Stored data entries:
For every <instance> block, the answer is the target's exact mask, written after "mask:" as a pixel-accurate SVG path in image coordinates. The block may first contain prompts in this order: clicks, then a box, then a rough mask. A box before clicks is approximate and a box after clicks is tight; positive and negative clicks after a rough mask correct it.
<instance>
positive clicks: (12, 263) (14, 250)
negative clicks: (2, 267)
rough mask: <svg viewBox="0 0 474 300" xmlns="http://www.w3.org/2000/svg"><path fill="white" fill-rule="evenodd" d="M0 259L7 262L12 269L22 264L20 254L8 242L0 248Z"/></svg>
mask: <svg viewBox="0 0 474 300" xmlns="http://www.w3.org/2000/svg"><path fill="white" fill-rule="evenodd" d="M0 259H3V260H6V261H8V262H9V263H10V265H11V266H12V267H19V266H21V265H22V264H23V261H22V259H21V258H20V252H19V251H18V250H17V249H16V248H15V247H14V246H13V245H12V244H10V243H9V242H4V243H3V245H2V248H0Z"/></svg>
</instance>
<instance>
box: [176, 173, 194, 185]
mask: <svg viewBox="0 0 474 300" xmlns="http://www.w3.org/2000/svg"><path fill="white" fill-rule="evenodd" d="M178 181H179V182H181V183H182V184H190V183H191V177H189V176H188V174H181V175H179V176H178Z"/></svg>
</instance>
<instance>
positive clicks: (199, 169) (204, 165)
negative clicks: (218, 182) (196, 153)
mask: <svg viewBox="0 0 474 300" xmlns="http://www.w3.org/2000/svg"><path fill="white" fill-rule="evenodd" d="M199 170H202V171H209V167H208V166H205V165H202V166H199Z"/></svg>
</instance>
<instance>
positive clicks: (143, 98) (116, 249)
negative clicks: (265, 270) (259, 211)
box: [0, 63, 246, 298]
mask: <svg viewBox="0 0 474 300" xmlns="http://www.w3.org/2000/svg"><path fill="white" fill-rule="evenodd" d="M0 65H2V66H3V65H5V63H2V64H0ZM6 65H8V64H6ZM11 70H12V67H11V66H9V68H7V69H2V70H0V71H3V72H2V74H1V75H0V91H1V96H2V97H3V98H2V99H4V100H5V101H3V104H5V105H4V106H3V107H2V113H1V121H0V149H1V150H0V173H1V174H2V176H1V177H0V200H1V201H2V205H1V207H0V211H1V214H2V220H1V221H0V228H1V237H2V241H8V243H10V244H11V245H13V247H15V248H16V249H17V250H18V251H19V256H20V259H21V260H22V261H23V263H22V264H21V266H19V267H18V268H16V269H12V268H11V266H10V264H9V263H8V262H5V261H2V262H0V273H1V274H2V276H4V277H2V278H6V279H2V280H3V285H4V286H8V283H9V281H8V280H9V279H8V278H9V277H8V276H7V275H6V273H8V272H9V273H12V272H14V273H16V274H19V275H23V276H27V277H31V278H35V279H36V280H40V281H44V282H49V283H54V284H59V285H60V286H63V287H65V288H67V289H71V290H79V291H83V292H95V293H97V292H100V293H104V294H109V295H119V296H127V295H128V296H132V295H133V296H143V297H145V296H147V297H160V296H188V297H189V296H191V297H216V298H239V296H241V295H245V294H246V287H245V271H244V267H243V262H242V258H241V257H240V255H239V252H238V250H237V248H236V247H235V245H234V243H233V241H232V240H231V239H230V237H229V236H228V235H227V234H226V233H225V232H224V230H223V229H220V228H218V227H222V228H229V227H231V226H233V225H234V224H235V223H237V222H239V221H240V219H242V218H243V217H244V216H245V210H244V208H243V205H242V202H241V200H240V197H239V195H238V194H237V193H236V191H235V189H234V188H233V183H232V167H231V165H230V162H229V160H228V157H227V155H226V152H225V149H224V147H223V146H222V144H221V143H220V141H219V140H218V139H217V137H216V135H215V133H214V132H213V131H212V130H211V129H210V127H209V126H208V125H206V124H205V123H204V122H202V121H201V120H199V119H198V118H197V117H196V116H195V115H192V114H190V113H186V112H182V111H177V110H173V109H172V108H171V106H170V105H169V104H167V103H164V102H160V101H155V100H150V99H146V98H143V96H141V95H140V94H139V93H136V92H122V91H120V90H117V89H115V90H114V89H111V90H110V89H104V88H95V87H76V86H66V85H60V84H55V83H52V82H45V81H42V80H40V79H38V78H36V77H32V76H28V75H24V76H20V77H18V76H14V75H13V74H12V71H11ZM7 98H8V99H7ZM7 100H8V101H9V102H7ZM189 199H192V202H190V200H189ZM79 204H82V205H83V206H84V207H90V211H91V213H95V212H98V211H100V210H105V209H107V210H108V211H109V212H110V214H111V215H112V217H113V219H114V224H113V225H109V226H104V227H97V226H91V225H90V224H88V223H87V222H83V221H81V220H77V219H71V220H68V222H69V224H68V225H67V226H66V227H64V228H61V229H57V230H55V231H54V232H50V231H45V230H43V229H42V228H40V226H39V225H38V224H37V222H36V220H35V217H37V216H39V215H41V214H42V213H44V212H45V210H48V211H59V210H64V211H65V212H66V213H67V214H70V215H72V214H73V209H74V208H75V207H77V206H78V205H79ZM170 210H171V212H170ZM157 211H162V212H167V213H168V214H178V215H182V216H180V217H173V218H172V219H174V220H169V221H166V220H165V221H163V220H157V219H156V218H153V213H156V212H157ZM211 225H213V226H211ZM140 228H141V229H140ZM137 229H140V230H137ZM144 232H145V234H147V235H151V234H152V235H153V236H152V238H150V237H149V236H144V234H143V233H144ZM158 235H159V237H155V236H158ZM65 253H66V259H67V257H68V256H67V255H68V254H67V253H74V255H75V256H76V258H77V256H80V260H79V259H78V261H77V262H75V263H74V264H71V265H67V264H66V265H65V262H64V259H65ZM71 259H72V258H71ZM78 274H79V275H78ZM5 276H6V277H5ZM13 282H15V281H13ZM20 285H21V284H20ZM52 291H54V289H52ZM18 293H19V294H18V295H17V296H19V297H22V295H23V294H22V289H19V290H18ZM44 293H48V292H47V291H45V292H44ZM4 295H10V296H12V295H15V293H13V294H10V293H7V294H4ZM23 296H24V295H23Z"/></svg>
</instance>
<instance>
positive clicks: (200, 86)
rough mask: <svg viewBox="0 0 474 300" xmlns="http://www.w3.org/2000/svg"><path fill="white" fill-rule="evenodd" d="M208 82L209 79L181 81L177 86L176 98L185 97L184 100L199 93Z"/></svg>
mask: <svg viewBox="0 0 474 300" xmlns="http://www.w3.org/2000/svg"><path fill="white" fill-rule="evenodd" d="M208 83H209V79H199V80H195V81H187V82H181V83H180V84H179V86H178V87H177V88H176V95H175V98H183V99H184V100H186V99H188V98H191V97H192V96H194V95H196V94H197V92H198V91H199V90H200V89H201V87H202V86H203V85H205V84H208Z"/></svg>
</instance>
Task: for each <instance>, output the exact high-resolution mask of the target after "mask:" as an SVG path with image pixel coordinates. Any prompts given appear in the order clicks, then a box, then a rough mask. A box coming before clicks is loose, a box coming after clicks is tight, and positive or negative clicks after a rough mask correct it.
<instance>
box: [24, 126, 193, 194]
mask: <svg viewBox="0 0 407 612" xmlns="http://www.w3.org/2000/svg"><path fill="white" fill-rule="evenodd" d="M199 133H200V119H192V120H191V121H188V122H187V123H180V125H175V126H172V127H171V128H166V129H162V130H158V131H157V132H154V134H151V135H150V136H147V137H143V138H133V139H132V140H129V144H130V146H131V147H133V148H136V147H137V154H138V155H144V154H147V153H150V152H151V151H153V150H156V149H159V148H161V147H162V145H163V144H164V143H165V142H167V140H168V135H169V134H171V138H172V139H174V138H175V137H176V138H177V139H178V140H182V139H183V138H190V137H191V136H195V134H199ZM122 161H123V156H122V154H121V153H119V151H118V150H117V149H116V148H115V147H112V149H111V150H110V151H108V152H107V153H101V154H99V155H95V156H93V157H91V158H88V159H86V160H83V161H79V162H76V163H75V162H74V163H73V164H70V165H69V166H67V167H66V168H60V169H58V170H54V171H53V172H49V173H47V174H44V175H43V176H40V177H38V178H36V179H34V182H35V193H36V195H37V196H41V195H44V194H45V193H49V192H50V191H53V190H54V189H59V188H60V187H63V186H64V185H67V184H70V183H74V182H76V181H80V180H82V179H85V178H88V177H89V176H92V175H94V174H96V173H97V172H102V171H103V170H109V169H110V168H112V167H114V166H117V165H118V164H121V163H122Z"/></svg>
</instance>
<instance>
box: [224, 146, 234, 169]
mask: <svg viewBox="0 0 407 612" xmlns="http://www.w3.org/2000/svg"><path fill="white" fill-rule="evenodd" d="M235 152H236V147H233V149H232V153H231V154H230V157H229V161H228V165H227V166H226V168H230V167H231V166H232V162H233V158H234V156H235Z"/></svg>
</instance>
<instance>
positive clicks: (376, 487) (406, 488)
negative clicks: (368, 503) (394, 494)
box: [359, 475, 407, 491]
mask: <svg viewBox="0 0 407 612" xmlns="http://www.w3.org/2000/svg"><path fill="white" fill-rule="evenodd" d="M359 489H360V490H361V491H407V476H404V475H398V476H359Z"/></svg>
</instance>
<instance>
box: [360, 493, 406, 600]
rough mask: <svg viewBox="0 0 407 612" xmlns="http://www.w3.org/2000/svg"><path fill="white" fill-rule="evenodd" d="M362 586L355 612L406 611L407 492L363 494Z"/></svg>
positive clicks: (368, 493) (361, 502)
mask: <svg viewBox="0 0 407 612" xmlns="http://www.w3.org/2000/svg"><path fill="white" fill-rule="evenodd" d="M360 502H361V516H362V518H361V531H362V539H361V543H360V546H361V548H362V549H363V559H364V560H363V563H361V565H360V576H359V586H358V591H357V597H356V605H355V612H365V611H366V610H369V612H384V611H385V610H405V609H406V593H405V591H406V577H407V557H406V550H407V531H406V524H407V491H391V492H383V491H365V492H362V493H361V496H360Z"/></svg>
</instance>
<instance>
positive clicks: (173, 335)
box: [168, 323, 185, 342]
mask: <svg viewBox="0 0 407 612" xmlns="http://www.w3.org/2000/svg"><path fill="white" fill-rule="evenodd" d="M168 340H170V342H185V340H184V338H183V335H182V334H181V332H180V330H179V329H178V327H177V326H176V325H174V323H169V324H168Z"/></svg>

...

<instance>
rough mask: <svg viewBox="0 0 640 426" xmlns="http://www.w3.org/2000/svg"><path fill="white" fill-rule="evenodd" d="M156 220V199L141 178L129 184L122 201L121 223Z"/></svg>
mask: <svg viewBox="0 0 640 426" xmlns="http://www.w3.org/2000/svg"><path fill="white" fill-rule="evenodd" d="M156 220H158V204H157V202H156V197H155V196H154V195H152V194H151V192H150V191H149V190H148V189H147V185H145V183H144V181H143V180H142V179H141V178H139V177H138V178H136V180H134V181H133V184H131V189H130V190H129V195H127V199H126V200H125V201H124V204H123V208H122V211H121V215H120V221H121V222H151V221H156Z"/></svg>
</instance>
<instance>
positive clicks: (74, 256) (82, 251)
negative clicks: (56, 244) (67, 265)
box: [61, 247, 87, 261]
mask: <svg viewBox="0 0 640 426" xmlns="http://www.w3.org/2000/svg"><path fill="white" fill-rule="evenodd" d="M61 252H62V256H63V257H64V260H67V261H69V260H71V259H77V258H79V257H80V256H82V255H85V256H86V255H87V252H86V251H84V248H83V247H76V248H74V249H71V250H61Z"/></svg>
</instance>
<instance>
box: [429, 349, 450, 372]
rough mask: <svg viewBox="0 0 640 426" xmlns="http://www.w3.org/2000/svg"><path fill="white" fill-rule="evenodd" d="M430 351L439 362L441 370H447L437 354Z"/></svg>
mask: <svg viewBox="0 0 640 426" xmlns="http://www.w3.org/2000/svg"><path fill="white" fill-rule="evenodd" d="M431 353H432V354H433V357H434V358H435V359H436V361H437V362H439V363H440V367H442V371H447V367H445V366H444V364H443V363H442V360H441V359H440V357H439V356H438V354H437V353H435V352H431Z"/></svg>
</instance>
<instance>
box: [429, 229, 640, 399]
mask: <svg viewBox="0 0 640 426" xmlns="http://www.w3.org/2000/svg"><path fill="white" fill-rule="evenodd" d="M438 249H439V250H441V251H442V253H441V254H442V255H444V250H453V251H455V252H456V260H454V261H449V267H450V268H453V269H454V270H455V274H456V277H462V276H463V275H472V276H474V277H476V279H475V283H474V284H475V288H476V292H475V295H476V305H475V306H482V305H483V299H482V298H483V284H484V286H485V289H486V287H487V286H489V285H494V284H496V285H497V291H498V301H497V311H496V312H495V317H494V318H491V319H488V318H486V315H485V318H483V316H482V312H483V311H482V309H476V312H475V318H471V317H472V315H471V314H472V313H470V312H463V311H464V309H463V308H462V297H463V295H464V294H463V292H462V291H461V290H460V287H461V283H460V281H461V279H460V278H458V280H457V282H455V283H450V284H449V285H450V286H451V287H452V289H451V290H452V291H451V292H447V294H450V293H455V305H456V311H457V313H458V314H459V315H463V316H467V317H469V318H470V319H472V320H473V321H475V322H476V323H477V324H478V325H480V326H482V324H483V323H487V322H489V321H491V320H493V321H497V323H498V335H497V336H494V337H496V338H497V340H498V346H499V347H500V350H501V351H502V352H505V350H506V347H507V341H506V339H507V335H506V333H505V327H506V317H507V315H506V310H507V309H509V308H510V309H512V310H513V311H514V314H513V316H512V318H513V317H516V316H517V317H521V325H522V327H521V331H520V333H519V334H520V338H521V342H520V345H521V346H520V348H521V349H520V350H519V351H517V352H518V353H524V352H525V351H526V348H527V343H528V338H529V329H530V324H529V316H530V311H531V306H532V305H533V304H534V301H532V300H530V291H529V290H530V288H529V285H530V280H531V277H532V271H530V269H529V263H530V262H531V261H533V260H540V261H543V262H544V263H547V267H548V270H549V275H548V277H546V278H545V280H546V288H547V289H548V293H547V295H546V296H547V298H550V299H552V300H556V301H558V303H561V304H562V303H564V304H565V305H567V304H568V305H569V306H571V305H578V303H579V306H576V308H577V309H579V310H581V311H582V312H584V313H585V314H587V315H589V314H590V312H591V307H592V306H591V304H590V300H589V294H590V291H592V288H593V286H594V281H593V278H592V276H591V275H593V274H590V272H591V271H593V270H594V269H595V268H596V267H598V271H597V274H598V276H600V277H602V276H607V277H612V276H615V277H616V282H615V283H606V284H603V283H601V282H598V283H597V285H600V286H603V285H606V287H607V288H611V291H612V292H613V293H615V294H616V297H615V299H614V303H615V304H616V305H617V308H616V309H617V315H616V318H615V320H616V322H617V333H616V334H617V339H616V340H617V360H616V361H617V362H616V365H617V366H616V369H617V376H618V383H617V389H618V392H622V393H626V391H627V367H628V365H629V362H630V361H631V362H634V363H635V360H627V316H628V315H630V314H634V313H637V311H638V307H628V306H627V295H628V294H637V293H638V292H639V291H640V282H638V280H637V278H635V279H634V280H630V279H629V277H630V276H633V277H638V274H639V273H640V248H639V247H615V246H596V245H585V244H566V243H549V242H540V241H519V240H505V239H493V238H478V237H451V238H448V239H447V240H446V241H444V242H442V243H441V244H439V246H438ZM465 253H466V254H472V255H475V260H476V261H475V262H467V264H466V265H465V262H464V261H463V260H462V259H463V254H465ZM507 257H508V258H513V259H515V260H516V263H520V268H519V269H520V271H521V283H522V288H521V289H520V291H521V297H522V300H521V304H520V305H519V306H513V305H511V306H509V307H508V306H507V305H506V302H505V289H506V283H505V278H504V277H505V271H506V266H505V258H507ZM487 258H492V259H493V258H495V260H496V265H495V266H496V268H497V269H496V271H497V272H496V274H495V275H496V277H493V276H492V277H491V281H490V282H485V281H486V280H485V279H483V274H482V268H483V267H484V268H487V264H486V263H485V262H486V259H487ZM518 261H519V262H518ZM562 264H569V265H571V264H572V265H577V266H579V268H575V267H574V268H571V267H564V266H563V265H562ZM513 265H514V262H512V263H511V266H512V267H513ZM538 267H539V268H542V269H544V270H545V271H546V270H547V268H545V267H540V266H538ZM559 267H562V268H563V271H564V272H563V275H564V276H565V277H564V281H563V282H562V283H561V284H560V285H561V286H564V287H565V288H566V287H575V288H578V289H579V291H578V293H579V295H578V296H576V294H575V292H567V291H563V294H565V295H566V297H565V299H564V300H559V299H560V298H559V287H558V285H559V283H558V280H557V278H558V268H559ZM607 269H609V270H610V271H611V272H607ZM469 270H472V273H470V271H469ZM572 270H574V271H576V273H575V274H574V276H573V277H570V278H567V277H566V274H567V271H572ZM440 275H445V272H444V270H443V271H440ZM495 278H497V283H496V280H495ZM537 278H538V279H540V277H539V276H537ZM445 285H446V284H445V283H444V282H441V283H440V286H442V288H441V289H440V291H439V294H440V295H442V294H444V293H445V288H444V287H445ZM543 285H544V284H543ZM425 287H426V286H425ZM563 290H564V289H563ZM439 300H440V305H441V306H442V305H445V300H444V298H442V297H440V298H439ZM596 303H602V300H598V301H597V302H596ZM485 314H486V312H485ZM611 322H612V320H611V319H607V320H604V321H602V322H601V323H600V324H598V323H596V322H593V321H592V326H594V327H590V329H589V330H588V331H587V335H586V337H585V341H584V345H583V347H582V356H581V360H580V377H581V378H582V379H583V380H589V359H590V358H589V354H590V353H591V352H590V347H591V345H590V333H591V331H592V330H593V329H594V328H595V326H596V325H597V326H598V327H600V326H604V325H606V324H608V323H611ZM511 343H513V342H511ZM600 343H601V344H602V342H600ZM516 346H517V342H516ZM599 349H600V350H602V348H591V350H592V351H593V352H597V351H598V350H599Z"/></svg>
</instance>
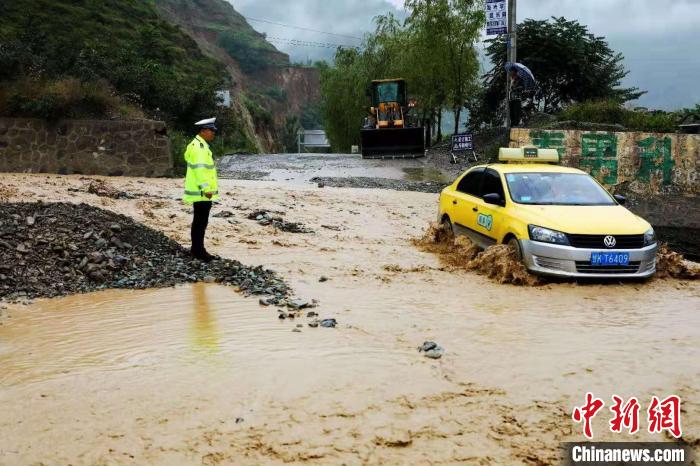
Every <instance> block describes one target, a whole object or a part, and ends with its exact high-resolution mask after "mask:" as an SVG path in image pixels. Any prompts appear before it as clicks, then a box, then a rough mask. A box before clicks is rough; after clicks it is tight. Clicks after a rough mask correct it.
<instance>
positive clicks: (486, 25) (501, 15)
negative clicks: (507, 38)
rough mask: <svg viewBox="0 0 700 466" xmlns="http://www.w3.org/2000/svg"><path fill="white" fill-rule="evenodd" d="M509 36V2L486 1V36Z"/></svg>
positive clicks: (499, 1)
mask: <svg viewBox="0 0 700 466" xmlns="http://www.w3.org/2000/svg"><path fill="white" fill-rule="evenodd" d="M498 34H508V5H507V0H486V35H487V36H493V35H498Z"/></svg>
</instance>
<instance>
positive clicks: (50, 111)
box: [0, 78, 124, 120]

→ Directions: Report each line of the data that contains the string "describes", copying it in full.

→ Task answer:
Every <instance> block describes one target, a whole object or a part, and ends with its exact high-resolution mask after "mask:" as an SVG path in image pixels. Any prompts appear before it as clicks, then a box, then a rough mask. A box before clicks is rough; after clicks it is tight. Clicks after a rough mask correct it.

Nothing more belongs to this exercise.